[Tugas yang Dikerjakan]:
A) Menurut teks tentang kebahagiaan, apa nama sesuatu yang paling dicari manusia?
B) Jelaskan dalam satu sampai tiga kalimat mengapa teks tentang kebahagiaan menyebut bentuk dan cara mendapatkan kebahagiaan bermacam-macam.
C) Sunting bagian teks tentang kebahagiaan dari "Manusia selalu mencari" sampai "dia bernama kebahagiaan.", lalu tuliskan kembali dengan mengganti "harta berlimpah" menjadi "kekayaan melimpah".

[Teks yang Diberikan]:
Kamis, 03 Maret 2016

DIMANA LETAK KEBAHAGIAAN?

“Hati adalah ibarat raja yang memiliki hak veto
dalam memerintah seluruh anggota jasmani untuk
berbuat baik atau jahat”

Manusia selalu mencari dan mengejarnya tanpa kenal lelah, tidak memperdulikan waktu dan tempat. Bahkan terkadang manusia berani menghalalkan segala cara demi untuk meraihnya. Bentuknya juga bervariasi, sebagian menilai sesuatu yang paling dicari manusia itu berbentuk harta berlimpah, jabatan, kekuasaan, keluarga dan anak. Bahkan ada yang menilai sesuatu itu adalah ketaatan dan ketekunan melaksanakan perintah dan meninggalkan larangan Sang Maha Pencipta. Apakah sesuatu paling dicari tersebut, dia bernama kebahagiaan.
Kebahagiaan itu bersifat relative – karena sangat ditentukan penilaian masing-masing orang – karenanya bentuk dan cara mendapatkannya juga bermacam-macam. Seorang mahasiswa misalnya akan merasa sangat bahagia saat menyelesaikan studi dan diwisuda. Bagi pasangan pengantin baru, kebahagiaan itu ketika biah cinta mereka menghasilkan putra dan putri yang soleh dan solehah.

[Butir data]
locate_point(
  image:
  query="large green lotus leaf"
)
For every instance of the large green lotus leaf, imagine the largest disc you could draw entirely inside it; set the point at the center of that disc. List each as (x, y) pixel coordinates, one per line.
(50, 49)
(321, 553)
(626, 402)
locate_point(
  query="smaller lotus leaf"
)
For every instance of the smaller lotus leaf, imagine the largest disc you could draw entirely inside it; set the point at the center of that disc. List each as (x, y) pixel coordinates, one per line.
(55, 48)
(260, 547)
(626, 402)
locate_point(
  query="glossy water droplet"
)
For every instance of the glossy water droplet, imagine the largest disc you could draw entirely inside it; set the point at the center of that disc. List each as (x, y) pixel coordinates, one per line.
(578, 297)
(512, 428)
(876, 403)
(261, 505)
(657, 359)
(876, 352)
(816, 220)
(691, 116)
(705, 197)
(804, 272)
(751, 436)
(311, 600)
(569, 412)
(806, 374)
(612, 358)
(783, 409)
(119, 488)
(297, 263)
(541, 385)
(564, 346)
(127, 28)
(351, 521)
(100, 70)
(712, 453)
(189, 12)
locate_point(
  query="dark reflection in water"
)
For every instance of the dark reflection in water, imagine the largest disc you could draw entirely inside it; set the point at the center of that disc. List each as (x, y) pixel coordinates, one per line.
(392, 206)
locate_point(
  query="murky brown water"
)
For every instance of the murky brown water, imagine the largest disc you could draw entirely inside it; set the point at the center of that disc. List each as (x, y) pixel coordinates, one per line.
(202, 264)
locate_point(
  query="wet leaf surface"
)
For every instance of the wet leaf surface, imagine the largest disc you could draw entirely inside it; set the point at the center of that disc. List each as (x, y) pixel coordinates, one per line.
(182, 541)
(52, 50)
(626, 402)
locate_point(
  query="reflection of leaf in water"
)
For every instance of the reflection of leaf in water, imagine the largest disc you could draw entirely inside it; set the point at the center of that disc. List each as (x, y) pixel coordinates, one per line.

[Jawaban per Tugas]:
A) Kebahagiaan.

B) Kebahagiaan bersifat relatif karena sangat ditentukan oleh penilaian masing-masing orang. Karena itu, bentuk dan cara mendapatkannya juga bermacam-macam.

C)
Manusia selalu mencari dan mengejarnya tanpa kenal lelah, tidak memperdulikan waktu dan tempat. Bahkan terkadang manusia berani menghalalkan segala cara demi untuk meraihnya. Bentuknya juga bervariasi, sebagian menilai sesuatu yang paling dicari manusia itu berbentuk kekayaan melimpah, jabatan, kekuasaan, keluarga dan anak. Bahkan ada yang menilai sesuatu itu adalah ketaatan dan ketekunan melaksanakan perintah dan meninggalkan larangan Sang Maha Pencipta. Apakah sesuatu paling dicari tersebut, dia bernama kebahagiaan.